- **Exercise aim**: In the records below, begin at the line containing "Task: mark the boat" and end at the line containing "Task: mark the hand"; quote every line in that span exactly, including both boundary lines, and no others.

- **Records to use**:

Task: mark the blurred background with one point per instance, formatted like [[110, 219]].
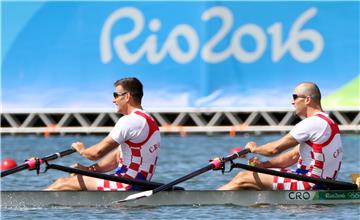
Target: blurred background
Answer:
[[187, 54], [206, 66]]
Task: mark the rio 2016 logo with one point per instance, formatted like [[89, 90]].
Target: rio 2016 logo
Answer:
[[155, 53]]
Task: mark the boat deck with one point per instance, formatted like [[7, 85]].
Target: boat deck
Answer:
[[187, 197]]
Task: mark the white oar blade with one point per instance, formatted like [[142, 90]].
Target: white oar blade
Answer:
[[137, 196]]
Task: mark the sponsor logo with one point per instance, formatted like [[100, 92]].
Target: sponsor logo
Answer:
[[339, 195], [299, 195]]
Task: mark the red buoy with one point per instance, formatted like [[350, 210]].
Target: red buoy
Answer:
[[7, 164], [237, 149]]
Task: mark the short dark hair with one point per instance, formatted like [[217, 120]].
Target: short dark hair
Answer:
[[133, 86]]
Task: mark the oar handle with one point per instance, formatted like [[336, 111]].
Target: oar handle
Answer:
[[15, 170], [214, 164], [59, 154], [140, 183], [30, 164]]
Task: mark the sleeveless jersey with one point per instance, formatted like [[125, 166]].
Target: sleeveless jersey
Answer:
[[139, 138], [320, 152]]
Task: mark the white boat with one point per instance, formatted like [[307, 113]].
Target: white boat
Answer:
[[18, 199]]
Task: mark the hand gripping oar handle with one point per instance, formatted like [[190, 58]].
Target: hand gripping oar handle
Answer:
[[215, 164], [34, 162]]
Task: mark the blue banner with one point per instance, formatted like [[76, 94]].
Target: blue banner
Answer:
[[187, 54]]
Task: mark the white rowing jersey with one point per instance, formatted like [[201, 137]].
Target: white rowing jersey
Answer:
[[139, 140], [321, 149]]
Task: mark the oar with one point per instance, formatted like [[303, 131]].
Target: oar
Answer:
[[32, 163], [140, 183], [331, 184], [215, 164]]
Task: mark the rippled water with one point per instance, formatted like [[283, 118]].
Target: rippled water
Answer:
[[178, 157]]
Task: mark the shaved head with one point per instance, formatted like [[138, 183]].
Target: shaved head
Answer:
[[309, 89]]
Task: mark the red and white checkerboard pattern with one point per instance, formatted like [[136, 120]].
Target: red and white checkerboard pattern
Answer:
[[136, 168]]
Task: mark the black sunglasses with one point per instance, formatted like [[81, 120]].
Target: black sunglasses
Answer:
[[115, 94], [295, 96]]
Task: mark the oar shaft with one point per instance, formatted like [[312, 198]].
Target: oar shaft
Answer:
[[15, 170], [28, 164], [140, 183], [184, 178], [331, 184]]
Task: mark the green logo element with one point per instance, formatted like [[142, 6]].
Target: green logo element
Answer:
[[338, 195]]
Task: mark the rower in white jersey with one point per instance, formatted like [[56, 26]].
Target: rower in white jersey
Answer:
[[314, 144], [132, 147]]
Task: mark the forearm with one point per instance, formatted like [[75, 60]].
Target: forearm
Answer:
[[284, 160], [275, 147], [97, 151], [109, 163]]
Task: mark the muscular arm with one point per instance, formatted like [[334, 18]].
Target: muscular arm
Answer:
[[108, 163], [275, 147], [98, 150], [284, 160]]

==

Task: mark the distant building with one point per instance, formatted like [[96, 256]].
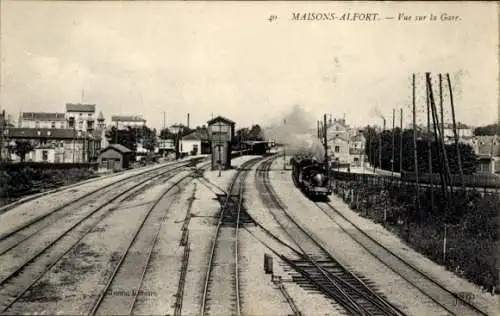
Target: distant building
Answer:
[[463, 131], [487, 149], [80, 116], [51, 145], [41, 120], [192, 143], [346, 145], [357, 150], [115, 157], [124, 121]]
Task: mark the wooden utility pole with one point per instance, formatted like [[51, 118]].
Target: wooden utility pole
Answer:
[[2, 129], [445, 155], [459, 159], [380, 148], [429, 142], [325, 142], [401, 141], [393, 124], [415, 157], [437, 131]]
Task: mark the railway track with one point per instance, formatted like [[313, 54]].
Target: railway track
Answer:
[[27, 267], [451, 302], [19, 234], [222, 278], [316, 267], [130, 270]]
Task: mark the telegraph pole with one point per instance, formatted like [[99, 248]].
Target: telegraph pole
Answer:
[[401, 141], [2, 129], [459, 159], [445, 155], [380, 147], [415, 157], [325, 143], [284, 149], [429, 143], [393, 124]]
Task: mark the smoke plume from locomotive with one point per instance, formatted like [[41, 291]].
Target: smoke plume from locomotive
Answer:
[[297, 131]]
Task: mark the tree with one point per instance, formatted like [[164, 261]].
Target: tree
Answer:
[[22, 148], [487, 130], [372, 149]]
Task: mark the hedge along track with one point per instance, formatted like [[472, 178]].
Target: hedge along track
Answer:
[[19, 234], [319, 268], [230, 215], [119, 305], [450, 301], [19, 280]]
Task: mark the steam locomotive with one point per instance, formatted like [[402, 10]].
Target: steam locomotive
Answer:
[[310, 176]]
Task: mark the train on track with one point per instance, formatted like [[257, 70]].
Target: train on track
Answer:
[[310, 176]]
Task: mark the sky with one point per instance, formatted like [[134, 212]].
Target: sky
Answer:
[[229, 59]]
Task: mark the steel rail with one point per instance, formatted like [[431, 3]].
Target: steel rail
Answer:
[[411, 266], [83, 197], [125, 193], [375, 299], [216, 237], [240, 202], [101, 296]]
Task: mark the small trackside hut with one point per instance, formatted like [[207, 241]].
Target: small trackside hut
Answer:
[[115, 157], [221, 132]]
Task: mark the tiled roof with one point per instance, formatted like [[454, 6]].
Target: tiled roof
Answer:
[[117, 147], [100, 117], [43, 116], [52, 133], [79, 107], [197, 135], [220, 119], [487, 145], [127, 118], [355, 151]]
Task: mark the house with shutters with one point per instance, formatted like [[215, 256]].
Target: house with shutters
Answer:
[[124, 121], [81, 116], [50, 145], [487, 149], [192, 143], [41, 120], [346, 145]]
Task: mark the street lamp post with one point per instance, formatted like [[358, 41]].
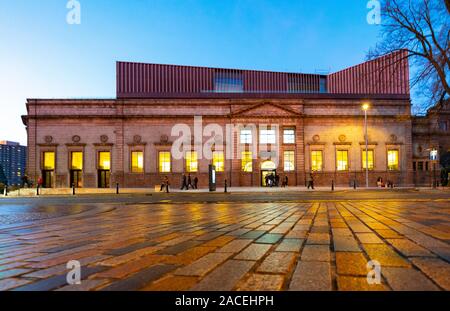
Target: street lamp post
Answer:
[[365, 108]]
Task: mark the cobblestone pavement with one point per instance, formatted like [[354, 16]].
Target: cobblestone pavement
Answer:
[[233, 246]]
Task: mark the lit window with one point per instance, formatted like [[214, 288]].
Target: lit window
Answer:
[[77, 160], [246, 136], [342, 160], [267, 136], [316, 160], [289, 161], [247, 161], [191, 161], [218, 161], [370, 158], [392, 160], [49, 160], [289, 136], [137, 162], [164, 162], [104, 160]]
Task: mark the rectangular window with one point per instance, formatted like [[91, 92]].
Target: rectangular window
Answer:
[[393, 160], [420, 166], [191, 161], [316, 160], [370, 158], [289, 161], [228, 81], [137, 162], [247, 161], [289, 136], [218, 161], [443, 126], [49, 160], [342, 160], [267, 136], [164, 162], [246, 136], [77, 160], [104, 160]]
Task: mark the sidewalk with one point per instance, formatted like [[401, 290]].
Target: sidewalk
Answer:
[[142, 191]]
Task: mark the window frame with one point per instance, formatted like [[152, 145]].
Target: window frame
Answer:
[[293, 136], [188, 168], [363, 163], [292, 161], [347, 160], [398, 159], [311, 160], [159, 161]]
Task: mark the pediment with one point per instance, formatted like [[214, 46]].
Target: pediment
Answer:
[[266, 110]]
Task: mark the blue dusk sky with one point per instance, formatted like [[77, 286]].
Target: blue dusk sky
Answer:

- **Solution**:
Task: mark the boat deck with one point per instance, formatted like [[7, 85]].
Target: boat deck
Answer:
[[187, 197]]
Task: mark the white oar blade with one point per instance, formatted like [[142, 90]].
Target: white oar blade
Answer:
[[137, 196]]
Task: mark the sponsor logo with one point per instance, formatted like [[100, 92]].
Target: sponsor logo
Answer:
[[339, 195], [299, 195]]
Task: mark the red buoy with one point per instance, formatted like [[350, 210]].
Target: red buoy
Answer:
[[7, 164], [237, 149]]
Task: mark the short dark hair with one point per instance, formatted like [[217, 120]].
Target: short dark hair
Answer:
[[133, 86]]
Task: mark the oar handle with one point per instance, formatted like [[336, 111]].
Target: oar handle
Answer:
[[15, 170], [214, 164], [59, 154], [140, 183], [30, 164]]
Task: mark the sleeveless jersey with one point per instance, formatted like [[125, 166]].
Target: sleeveless jersey
Answer:
[[139, 138], [320, 152]]
Task: mark the white boat with one point per instance, formatted like [[307, 113]].
Target: white boat
Answer:
[[18, 199]]
Task: mark the hand gripping oar handle with one point per instance, formatted like [[190, 58]].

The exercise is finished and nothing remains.